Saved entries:
****************************************
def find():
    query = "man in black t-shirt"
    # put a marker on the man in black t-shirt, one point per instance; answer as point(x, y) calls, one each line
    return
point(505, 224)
****************************************
Nothing in the entries above should differ when you return them in full.

• **EXERCISE RESULT**:
def find():
    query = "man in black t-shirt"
    # put a marker on the man in black t-shirt, one point per instance; answer as point(x, y) calls, one each line
    return
point(505, 224)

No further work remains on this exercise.